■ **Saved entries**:
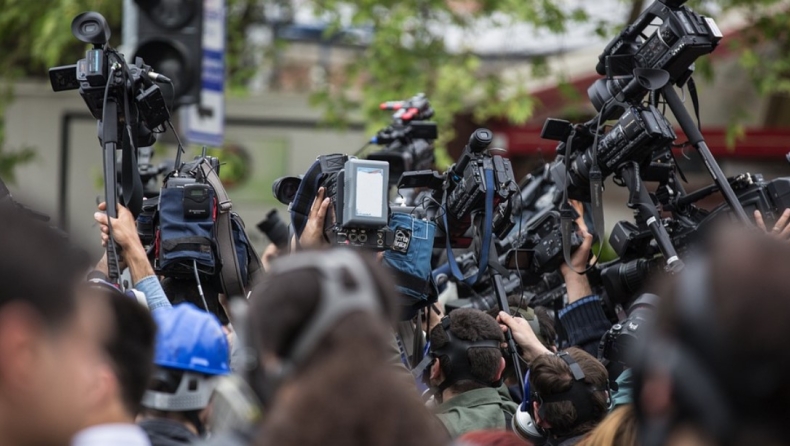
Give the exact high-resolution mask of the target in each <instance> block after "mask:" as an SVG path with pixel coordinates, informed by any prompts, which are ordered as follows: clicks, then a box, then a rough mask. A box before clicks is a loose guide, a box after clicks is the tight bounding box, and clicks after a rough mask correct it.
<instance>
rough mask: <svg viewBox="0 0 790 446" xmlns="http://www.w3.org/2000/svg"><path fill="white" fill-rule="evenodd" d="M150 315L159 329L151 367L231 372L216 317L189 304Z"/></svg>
mask: <svg viewBox="0 0 790 446" xmlns="http://www.w3.org/2000/svg"><path fill="white" fill-rule="evenodd" d="M152 315H153V317H154V320H156V324H157V326H158V328H159V329H158V331H157V333H156V353H155V355H154V364H156V365H158V366H160V367H169V368H174V369H179V370H185V371H188V372H198V373H203V374H206V375H227V374H229V373H230V364H229V357H230V349H229V347H228V339H227V338H226V337H225V333H224V332H223V331H222V325H220V323H219V320H218V319H217V317H216V316H214V315H213V314H211V313H207V312H205V311H202V310H200V309H198V308H197V307H196V306H194V305H192V304H189V303H183V304H180V305H176V306H174V307H173V308H160V309H157V310H156V311H154V312H153V313H152Z"/></svg>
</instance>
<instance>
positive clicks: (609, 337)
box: [598, 293, 660, 381]
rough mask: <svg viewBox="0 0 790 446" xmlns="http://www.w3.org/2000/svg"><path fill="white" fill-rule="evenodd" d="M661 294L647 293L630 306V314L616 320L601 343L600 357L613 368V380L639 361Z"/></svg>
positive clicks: (612, 379) (628, 310) (601, 360)
mask: <svg viewBox="0 0 790 446" xmlns="http://www.w3.org/2000/svg"><path fill="white" fill-rule="evenodd" d="M659 301H660V298H659V297H658V296H656V295H655V294H649V293H646V294H643V295H641V296H639V298H637V299H636V300H635V301H634V303H633V304H631V306H630V307H629V308H628V317H626V318H625V319H624V320H622V321H620V322H618V323H616V324H614V325H613V326H612V328H611V329H609V331H607V332H606V334H604V335H603V337H602V338H601V342H600V343H599V344H598V360H599V361H601V363H602V364H603V365H604V366H606V368H607V370H608V371H609V380H610V381H615V380H616V379H617V377H618V376H619V375H620V374H621V373H622V372H623V370H625V369H626V368H629V367H632V366H633V365H634V363H635V356H636V354H637V351H636V349H637V348H638V347H639V340H640V339H639V338H640V337H641V336H644V334H645V331H646V326H647V325H649V323H650V322H651V321H652V320H653V319H655V311H656V308H658V304H659Z"/></svg>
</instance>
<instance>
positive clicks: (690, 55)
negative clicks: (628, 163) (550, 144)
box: [587, 1, 723, 116]
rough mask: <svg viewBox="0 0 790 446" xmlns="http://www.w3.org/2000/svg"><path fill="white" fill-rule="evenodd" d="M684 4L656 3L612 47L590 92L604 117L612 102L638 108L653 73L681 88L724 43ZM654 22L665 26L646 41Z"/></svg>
mask: <svg viewBox="0 0 790 446" xmlns="http://www.w3.org/2000/svg"><path fill="white" fill-rule="evenodd" d="M682 3H683V2H668V1H663V2H661V1H656V2H654V3H653V4H652V5H650V6H649V7H648V8H647V9H646V10H645V11H644V12H643V13H642V15H640V16H639V18H638V19H637V21H636V23H634V24H632V25H630V26H628V27H627V28H626V29H625V30H623V32H622V33H621V34H620V35H619V36H618V37H617V38H615V39H614V40H613V41H612V42H610V43H609V45H608V46H607V47H606V49H605V50H604V52H603V54H601V56H600V57H599V62H598V66H597V67H596V70H597V72H598V74H600V75H602V76H604V75H605V76H606V78H605V79H599V80H598V81H596V82H595V83H594V84H593V85H591V86H590V88H589V89H588V91H587V93H588V96H589V98H590V100H591V101H592V103H593V105H594V106H595V108H596V110H598V111H601V109H602V107H603V105H604V104H605V103H607V102H609V101H610V100H611V99H613V98H614V99H615V100H616V101H617V102H618V103H637V102H639V101H640V100H641V99H642V98H643V97H644V95H645V94H646V93H647V91H648V88H646V87H645V85H646V84H649V83H650V81H649V78H650V77H651V76H654V75H655V70H661V71H664V72H666V73H667V75H668V76H669V81H670V82H672V83H673V84H675V85H678V86H682V85H683V84H685V83H686V81H687V80H688V79H689V78H690V77H691V74H692V73H693V64H694V62H695V61H696V60H697V59H698V58H699V57H700V56H704V55H706V54H710V53H711V52H713V50H715V49H716V47H717V46H718V44H719V42H720V41H721V39H722V37H723V35H722V33H721V30H719V27H718V26H717V25H716V22H715V21H714V20H713V19H711V18H709V17H704V16H701V15H699V14H697V13H696V12H694V11H692V10H691V9H689V8H687V7H685V6H682ZM656 18H658V19H660V20H661V21H662V23H661V25H659V26H658V29H657V30H656V31H655V32H654V33H653V34H652V35H651V36H650V37H648V38H647V39H646V40H644V41H643V39H642V33H643V32H644V30H645V29H646V28H647V27H648V26H650V25H651V24H652V23H653V21H654V20H655V19H656ZM638 70H642V71H641V72H639V71H638ZM650 71H654V72H653V73H650ZM640 77H642V78H641V79H640ZM664 83H665V82H664ZM619 110H621V108H620V107H619V106H615V107H613V108H612V109H611V110H610V112H609V113H607V115H608V116H617V113H618V111H619Z"/></svg>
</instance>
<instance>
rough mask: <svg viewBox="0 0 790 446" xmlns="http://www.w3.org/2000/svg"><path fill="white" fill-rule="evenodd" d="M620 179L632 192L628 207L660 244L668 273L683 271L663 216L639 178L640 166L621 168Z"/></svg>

■ **Work instructions**: No pictures should appear; only the lines from the first line of the records through the line with "294L647 293L630 306V314L616", both included, are to be restated word for word.

■ **Exercise response**:
Give the exact high-resolution mask of the target in each <instance> block after "mask:" as an SVG path with pixel coordinates, informed by any prompts, which are ordered as follows: clicks, then a box, then a rough mask. A box before clicks is a loose guide, a box after clicks is the tight bounding box, and clicks after a rough mask correct it.
<instance>
rough mask: <svg viewBox="0 0 790 446" xmlns="http://www.w3.org/2000/svg"><path fill="white" fill-rule="evenodd" d="M150 315L159 329L151 367L231 372L216 317L189 304Z"/></svg>
mask: <svg viewBox="0 0 790 446" xmlns="http://www.w3.org/2000/svg"><path fill="white" fill-rule="evenodd" d="M152 315H153V317H154V320H156V324H157V326H158V328H159V329H158V331H157V333H156V353H155V355H154V364H156V365H158V366H160V367H169V368H174V369H179V370H185V371H188V372H198V373H203V374H206V375H227V374H229V373H230V364H229V357H230V349H229V347H228V339H227V338H226V337H225V333H224V332H223V331H222V325H220V323H219V320H218V319H217V317H216V316H214V315H213V314H211V313H207V312H205V311H202V310H200V309H198V308H197V307H196V306H194V305H192V304H189V303H183V304H180V305H176V306H174V307H173V308H160V309H157V310H156V311H154V312H153V313H152Z"/></svg>
</instance>
<instance>
positive clicks: (609, 337)
box: [598, 293, 660, 381]
rough mask: <svg viewBox="0 0 790 446" xmlns="http://www.w3.org/2000/svg"><path fill="white" fill-rule="evenodd" d="M661 294L647 293L630 306V314L616 320L601 343L600 357L613 368V380L639 361Z"/></svg>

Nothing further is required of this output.